__Requirement__:
Some entries follow. Reproduce exactly the lines starting at the one with "negative clicks: (122, 456)" and stopping after the one with "negative clicks: (224, 470) (233, 462)".
=-=-=-=-=
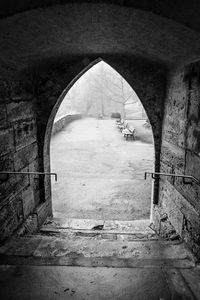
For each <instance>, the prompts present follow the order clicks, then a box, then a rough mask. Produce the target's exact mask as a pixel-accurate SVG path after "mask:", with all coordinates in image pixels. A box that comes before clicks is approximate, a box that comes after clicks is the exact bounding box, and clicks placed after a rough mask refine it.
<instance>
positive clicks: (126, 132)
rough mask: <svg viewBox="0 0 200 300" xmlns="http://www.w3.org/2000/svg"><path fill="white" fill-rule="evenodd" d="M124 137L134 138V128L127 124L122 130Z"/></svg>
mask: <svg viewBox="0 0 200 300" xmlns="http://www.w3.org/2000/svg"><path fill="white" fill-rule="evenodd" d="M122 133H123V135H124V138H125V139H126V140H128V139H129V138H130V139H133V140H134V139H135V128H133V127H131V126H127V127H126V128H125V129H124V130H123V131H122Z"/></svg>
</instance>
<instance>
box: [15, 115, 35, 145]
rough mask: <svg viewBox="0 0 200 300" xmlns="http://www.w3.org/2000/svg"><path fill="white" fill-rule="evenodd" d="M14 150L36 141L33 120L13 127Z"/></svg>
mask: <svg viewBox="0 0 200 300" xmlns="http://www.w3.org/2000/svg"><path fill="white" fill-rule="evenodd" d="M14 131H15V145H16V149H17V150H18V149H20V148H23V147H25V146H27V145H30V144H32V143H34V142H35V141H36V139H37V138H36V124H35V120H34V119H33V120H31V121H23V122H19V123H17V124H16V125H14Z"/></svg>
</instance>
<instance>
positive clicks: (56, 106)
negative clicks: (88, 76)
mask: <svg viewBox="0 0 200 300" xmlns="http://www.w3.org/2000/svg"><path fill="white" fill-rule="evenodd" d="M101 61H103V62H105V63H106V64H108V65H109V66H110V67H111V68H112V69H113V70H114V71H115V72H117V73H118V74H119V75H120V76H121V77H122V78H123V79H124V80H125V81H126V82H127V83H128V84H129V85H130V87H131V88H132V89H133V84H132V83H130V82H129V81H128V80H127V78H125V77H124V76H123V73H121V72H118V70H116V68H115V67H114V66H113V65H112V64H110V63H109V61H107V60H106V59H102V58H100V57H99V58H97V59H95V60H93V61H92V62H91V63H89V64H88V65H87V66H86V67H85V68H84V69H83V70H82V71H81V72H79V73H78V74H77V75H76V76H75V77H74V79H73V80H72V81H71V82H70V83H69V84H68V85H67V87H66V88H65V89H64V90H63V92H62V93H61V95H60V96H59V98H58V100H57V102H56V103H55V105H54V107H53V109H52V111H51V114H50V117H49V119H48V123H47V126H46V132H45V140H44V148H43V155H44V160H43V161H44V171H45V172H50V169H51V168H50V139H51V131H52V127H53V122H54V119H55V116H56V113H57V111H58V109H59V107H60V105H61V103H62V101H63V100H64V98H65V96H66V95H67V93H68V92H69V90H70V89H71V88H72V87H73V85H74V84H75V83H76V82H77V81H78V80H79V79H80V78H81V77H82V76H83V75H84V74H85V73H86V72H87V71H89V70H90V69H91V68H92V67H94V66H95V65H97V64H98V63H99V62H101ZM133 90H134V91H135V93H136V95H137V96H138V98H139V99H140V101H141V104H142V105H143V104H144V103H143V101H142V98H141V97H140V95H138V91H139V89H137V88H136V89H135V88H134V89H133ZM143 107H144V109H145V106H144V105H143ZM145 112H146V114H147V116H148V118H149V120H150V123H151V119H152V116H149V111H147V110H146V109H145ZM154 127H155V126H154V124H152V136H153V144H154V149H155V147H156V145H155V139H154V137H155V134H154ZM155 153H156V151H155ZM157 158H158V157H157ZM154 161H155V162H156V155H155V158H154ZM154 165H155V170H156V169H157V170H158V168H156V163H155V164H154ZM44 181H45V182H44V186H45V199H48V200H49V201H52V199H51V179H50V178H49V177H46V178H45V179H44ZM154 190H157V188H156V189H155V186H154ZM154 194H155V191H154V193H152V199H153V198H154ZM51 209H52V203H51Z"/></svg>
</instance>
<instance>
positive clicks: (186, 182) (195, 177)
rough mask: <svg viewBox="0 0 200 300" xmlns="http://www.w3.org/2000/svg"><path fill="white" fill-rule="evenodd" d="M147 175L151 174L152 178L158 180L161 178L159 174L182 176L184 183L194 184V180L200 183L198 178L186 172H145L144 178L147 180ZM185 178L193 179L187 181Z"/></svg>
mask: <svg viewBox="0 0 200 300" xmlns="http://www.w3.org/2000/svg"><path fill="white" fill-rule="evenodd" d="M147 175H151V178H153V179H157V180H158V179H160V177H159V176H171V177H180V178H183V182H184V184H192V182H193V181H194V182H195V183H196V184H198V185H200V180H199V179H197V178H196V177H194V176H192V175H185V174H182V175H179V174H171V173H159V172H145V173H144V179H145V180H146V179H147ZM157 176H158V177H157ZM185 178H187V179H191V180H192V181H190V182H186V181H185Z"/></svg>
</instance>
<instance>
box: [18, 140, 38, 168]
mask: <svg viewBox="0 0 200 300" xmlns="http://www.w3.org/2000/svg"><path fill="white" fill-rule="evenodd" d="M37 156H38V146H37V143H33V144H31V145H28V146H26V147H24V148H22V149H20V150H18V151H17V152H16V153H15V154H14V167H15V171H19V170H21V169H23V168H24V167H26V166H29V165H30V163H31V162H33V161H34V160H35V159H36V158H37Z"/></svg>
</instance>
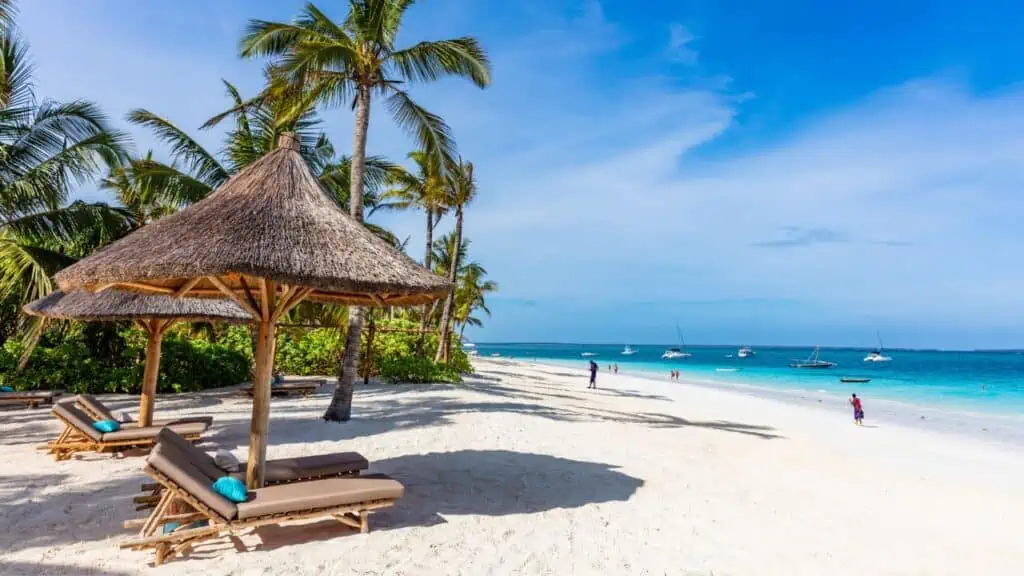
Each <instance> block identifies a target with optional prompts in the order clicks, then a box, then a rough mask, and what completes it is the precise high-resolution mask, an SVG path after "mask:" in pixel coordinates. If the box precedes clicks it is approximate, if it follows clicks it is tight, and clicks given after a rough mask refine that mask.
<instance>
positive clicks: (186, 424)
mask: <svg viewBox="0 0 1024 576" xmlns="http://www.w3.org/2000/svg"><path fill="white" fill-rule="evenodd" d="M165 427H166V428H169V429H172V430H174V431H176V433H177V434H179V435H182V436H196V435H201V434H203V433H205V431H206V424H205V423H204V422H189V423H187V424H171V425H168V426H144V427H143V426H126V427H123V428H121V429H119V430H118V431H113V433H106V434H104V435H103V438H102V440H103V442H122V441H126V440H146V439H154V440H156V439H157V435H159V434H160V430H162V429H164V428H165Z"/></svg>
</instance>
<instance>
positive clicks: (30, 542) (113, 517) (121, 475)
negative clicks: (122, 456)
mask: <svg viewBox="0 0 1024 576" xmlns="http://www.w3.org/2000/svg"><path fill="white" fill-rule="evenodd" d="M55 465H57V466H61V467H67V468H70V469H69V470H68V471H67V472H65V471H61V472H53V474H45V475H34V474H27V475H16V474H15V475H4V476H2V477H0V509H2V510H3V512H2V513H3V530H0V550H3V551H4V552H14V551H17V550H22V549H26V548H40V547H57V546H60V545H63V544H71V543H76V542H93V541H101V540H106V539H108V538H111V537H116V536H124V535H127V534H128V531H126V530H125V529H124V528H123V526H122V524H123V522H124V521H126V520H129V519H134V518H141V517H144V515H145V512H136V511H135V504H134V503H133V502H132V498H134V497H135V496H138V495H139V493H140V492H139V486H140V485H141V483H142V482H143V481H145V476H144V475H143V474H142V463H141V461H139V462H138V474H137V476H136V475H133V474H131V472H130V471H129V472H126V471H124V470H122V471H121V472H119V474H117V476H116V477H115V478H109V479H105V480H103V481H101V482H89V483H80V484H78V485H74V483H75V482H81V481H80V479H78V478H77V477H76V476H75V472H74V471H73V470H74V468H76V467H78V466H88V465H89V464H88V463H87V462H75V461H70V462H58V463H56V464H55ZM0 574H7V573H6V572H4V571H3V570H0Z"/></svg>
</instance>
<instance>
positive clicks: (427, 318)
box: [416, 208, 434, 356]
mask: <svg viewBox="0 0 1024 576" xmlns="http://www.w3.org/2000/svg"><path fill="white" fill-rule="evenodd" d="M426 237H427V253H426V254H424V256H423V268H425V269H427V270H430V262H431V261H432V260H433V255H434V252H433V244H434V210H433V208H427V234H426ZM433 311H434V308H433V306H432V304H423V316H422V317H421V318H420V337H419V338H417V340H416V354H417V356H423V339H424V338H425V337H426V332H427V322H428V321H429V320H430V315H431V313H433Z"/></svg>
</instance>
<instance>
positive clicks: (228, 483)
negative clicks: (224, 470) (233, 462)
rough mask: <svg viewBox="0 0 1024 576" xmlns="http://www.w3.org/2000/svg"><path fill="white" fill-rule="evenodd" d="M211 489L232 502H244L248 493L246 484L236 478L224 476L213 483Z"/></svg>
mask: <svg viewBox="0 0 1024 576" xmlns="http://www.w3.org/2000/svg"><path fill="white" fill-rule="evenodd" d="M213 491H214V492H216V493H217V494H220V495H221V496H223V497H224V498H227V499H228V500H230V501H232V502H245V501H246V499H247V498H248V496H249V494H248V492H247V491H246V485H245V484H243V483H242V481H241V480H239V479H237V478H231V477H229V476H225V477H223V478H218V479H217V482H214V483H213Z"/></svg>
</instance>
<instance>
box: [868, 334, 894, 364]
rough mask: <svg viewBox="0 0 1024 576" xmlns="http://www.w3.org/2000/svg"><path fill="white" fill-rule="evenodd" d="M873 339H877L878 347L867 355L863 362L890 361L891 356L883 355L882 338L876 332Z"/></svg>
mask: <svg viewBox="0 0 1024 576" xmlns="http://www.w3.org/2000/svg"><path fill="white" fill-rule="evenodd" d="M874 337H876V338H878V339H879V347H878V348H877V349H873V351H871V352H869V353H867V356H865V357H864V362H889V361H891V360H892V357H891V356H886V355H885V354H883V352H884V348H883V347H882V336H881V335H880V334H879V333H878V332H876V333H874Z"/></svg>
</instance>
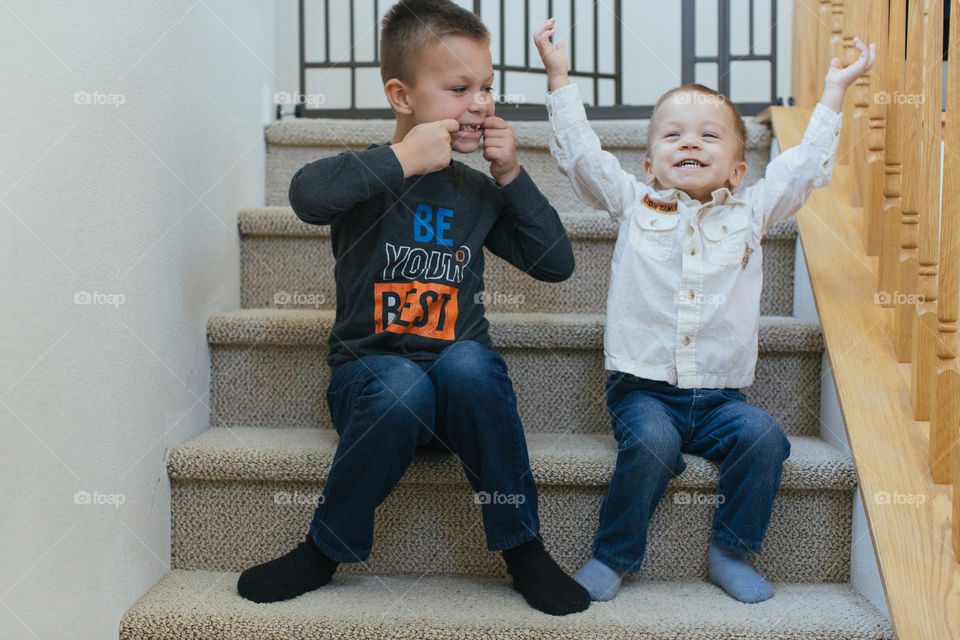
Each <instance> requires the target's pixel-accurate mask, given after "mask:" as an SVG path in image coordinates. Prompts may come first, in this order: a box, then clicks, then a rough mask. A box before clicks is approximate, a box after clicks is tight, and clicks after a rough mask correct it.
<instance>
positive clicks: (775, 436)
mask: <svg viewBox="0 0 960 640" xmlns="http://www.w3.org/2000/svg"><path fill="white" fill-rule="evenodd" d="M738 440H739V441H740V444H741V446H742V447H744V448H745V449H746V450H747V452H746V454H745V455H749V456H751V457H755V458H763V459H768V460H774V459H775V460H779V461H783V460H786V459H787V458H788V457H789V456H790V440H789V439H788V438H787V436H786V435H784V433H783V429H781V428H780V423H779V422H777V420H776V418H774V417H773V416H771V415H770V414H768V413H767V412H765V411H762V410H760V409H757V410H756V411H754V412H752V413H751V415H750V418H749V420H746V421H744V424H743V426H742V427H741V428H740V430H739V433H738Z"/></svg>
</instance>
=-=-=-=-=
__Result of the task__:
negative clicks: (122, 456)
mask: <svg viewBox="0 0 1024 576" xmlns="http://www.w3.org/2000/svg"><path fill="white" fill-rule="evenodd" d="M55 465H57V466H61V467H67V468H70V469H69V470H68V471H67V472H65V471H61V472H53V474H45V475H34V474H27V475H16V474H15V475H4V476H2V477H0V509H2V510H3V512H2V513H3V530H0V550H3V551H4V552H14V551H17V550H22V549H26V548H40V547H57V546H60V545H63V544H71V543H76V542H93V541H101V540H106V539H108V538H111V537H116V536H124V535H127V534H128V531H126V530H125V529H124V528H123V526H122V524H123V522H124V521H126V520H129V519H134V518H141V517H144V515H145V512H136V511H135V504H134V503H133V502H132V498H134V497H135V496H138V495H139V493H140V492H139V486H140V485H141V483H142V482H143V481H145V476H144V475H143V474H142V463H141V461H139V462H138V474H137V476H136V475H133V474H131V472H130V471H129V472H126V471H124V470H122V471H121V472H119V474H117V476H116V477H115V478H109V479H105V480H103V481H101V482H89V483H80V484H78V485H74V483H75V482H81V481H80V479H78V478H77V477H76V476H75V472H74V471H73V470H74V468H76V467H78V466H88V465H89V464H88V463H87V462H75V461H70V462H58V463H56V464H55ZM0 574H7V573H6V572H4V571H3V570H0Z"/></svg>
</instance>
<instance>
positive clicks: (427, 318)
box: [416, 208, 434, 356]
mask: <svg viewBox="0 0 1024 576" xmlns="http://www.w3.org/2000/svg"><path fill="white" fill-rule="evenodd" d="M426 237H427V253H426V254H424V256H423V268H425V269H427V270H430V262H431V261H432V260H433V255H434V252H433V244H434V210H433V208H427V234H426ZM433 311H434V308H433V306H432V304H423V316H422V317H421V318H420V337H419V338H417V340H416V354H417V356H423V339H424V338H425V337H426V332H427V322H428V321H429V320H430V315H431V313H433Z"/></svg>
</instance>
<instance>
positive clicks: (228, 483)
negative clicks: (224, 470) (233, 462)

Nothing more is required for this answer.